### MATERIAL TO PROCESS
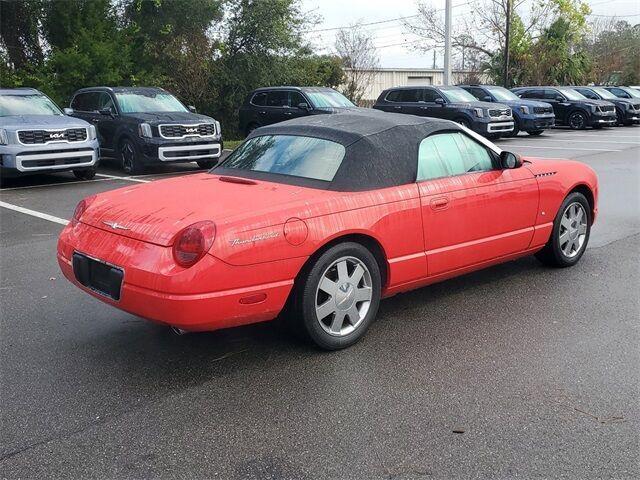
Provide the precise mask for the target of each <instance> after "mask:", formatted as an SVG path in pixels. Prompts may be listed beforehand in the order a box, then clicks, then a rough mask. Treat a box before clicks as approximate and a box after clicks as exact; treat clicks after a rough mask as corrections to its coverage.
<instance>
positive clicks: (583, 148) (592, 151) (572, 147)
mask: <svg viewBox="0 0 640 480" xmlns="http://www.w3.org/2000/svg"><path fill="white" fill-rule="evenodd" d="M498 146H499V147H500V148H502V147H505V148H507V147H512V148H543V149H546V150H569V151H575V150H582V151H585V152H622V150H609V149H608V148H607V149H604V148H575V147H571V148H567V147H541V146H538V145H514V144H511V145H509V144H504V143H502V144H498Z"/></svg>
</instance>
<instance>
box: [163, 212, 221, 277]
mask: <svg viewBox="0 0 640 480" xmlns="http://www.w3.org/2000/svg"><path fill="white" fill-rule="evenodd" d="M215 238H216V225H215V224H214V223H213V222H209V221H204V222H198V223H194V224H193V225H189V226H188V227H187V228H185V229H184V230H181V231H180V232H179V233H178V235H176V238H175V240H174V242H173V258H174V259H175V261H176V263H177V264H178V265H180V266H181V267H185V268H188V267H191V266H193V265H195V264H196V263H197V262H198V260H200V259H201V258H202V257H204V255H205V253H207V251H208V250H209V249H210V248H211V245H212V244H213V240H214V239H215Z"/></svg>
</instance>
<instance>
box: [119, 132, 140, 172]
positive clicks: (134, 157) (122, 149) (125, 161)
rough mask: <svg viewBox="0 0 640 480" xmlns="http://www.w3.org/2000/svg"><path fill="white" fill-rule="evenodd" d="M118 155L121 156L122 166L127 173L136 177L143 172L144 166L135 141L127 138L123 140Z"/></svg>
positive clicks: (121, 164)
mask: <svg viewBox="0 0 640 480" xmlns="http://www.w3.org/2000/svg"><path fill="white" fill-rule="evenodd" d="M118 153H119V155H120V165H121V166H122V169H123V170H124V171H125V172H126V173H128V174H129V175H135V174H137V173H141V172H142V171H143V166H142V164H141V162H140V152H139V151H138V147H137V145H136V144H135V143H134V142H133V140H131V139H130V138H126V137H125V138H123V139H122V140H121V141H120V148H118Z"/></svg>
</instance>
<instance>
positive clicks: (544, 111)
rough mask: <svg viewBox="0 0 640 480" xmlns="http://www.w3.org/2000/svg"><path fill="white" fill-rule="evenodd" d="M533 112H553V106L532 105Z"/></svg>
mask: <svg viewBox="0 0 640 480" xmlns="http://www.w3.org/2000/svg"><path fill="white" fill-rule="evenodd" d="M533 113H553V107H533Z"/></svg>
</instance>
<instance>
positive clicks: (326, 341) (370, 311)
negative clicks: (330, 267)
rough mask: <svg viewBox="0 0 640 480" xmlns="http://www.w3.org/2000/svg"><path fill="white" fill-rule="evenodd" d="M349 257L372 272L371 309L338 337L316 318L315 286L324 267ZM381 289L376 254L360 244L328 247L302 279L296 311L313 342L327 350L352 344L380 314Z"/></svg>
mask: <svg viewBox="0 0 640 480" xmlns="http://www.w3.org/2000/svg"><path fill="white" fill-rule="evenodd" d="M347 256H349V257H355V258H357V259H359V260H360V261H362V262H363V263H364V264H365V265H366V266H367V268H368V269H369V273H370V275H371V283H372V290H373V295H372V298H371V305H370V306H369V311H368V312H367V315H366V317H365V318H364V319H363V320H362V322H361V323H360V324H359V325H358V328H356V329H355V330H354V331H353V332H351V333H350V334H348V335H345V336H344V337H335V336H333V335H329V334H328V333H327V332H325V331H324V330H323V329H322V327H321V326H320V324H319V322H318V320H317V318H316V309H315V307H316V305H315V303H316V289H317V286H318V282H320V280H321V278H322V275H323V274H324V272H325V270H326V269H327V268H328V267H329V266H330V265H331V264H332V263H333V262H334V261H336V260H337V259H339V258H341V257H347ZM380 292H381V278H380V267H379V266H378V262H377V261H376V259H375V257H374V256H373V254H372V253H371V252H370V251H369V250H368V249H367V248H365V247H364V246H363V245H361V244H359V243H355V242H345V243H341V244H338V245H335V246H333V247H331V248H329V249H328V250H327V251H326V252H324V253H323V254H322V255H320V257H318V259H317V260H316V261H315V263H314V264H313V265H312V266H311V268H310V269H309V270H308V271H307V273H306V278H303V279H302V282H301V288H300V289H299V290H298V293H297V295H298V298H297V304H298V308H297V309H296V310H297V311H298V314H299V316H300V321H301V322H302V324H303V329H304V331H305V333H306V334H307V336H308V337H309V339H310V340H311V341H313V342H314V343H315V344H316V345H317V346H319V347H320V348H323V349H325V350H338V349H341V348H346V347H348V346H350V345H353V344H354V343H355V342H357V341H358V340H359V339H360V338H361V337H362V336H363V335H364V334H365V332H366V331H367V329H368V328H369V325H370V324H371V322H372V321H373V319H374V318H375V317H376V315H377V313H378V307H379V305H380Z"/></svg>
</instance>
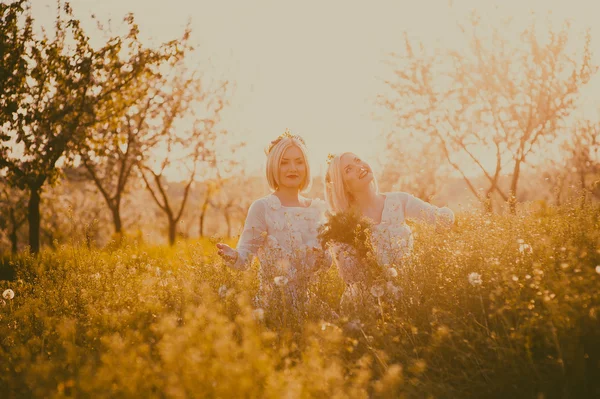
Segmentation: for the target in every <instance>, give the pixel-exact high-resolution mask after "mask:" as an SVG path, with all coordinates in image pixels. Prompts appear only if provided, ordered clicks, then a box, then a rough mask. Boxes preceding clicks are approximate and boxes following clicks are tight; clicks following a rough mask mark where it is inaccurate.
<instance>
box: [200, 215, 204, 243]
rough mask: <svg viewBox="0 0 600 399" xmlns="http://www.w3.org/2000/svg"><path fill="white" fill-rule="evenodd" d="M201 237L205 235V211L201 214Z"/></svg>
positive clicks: (202, 236) (200, 229) (200, 222)
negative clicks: (204, 216)
mask: <svg viewBox="0 0 600 399" xmlns="http://www.w3.org/2000/svg"><path fill="white" fill-rule="evenodd" d="M200 237H204V212H202V213H201V214H200Z"/></svg>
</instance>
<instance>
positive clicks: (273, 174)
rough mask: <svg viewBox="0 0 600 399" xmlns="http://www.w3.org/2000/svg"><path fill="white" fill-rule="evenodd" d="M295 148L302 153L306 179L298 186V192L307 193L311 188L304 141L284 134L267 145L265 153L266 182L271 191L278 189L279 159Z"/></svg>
mask: <svg viewBox="0 0 600 399" xmlns="http://www.w3.org/2000/svg"><path fill="white" fill-rule="evenodd" d="M293 146H296V147H298V148H299V149H300V152H302V156H303V157H304V164H305V165H306V177H305V178H304V181H303V182H302V183H301V184H300V192H305V191H309V190H310V188H311V187H312V177H311V174H310V164H309V163H308V156H307V153H308V151H307V149H306V145H305V144H304V140H303V139H302V137H300V136H296V135H294V136H292V135H291V134H289V133H287V131H286V133H284V134H282V135H281V136H279V137H278V138H277V139H275V140H273V141H272V142H271V144H270V145H269V148H268V149H267V150H266V151H265V152H266V154H267V168H266V174H267V182H268V183H269V187H270V188H271V190H273V191H275V190H277V189H278V188H279V166H280V165H281V158H283V154H284V153H285V151H286V150H287V149H288V148H290V147H293Z"/></svg>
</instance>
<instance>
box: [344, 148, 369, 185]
mask: <svg viewBox="0 0 600 399" xmlns="http://www.w3.org/2000/svg"><path fill="white" fill-rule="evenodd" d="M340 163H341V166H342V179H343V180H344V184H345V185H346V189H347V190H348V191H349V192H350V193H353V192H357V191H363V190H366V189H368V187H369V184H370V183H371V182H372V181H373V171H372V170H371V167H370V166H369V164H368V163H366V162H364V161H362V160H361V159H360V158H359V157H357V156H356V154H353V153H351V152H347V153H345V154H344V155H342V156H341V157H340Z"/></svg>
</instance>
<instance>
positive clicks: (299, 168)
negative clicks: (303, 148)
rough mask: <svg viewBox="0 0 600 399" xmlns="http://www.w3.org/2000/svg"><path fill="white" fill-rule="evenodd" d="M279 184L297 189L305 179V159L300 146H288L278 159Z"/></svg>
mask: <svg viewBox="0 0 600 399" xmlns="http://www.w3.org/2000/svg"><path fill="white" fill-rule="evenodd" d="M278 180H279V186H280V187H286V188H295V189H299V188H300V187H301V186H302V185H303V183H304V182H305V181H306V160H305V159H304V155H303V154H302V151H301V150H300V148H298V147H297V146H295V145H292V146H290V147H288V148H287V149H286V150H285V151H284V152H283V155H282V156H281V160H280V161H279V175H278Z"/></svg>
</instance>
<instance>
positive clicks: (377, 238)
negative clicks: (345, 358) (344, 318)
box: [325, 152, 454, 313]
mask: <svg viewBox="0 0 600 399" xmlns="http://www.w3.org/2000/svg"><path fill="white" fill-rule="evenodd" d="M325 199H326V201H327V204H328V206H329V208H330V210H331V211H332V213H337V212H346V211H355V212H357V213H358V214H359V215H362V216H363V217H366V218H367V219H369V220H370V221H371V222H372V223H371V224H372V231H371V233H370V235H371V244H372V246H373V248H374V251H375V254H374V255H375V258H376V260H377V263H378V264H379V265H380V266H381V267H383V268H386V269H387V271H388V272H389V273H388V274H389V275H392V276H395V275H397V273H398V270H397V268H398V267H401V265H402V264H403V262H404V260H405V258H406V257H407V255H409V254H410V252H411V250H412V247H413V235H412V231H411V228H410V226H409V225H407V224H406V220H413V221H417V222H425V223H429V224H436V225H441V226H446V227H448V226H450V225H452V224H453V223H454V213H453V212H452V210H450V209H449V208H446V207H444V208H438V207H436V206H434V205H431V204H429V203H427V202H425V201H422V200H420V199H418V198H416V197H414V196H412V195H410V194H408V193H405V192H391V193H380V192H379V189H378V186H377V180H376V179H375V176H373V171H372V170H371V167H370V166H369V164H368V163H366V162H365V161H363V160H362V159H360V158H359V157H358V156H357V155H355V154H353V153H351V152H346V153H342V154H338V155H329V157H328V168H327V173H326V175H325ZM334 253H335V256H336V259H337V264H338V268H339V271H340V275H341V277H342V279H343V280H344V282H345V283H346V290H345V292H344V294H343V297H342V303H341V305H342V309H343V310H344V309H345V310H344V311H345V312H346V313H347V312H348V311H352V310H357V306H360V305H361V304H364V300H372V299H373V297H379V296H381V295H382V294H383V293H382V292H381V291H382V288H383V289H384V290H385V291H387V293H388V294H391V295H392V296H397V295H398V289H397V288H396V286H395V285H394V284H392V283H391V282H388V283H387V285H385V286H384V287H379V288H377V289H375V290H373V287H366V286H365V285H364V280H365V275H366V273H365V270H363V268H364V263H362V262H360V261H359V260H358V259H357V258H356V256H354V254H353V251H352V250H351V248H349V247H348V246H346V245H336V246H334Z"/></svg>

### TASK DIRECTIONS
Count the lines in the rows above that contain the string "positive" and reply with that number alone.

### RESPONSE
9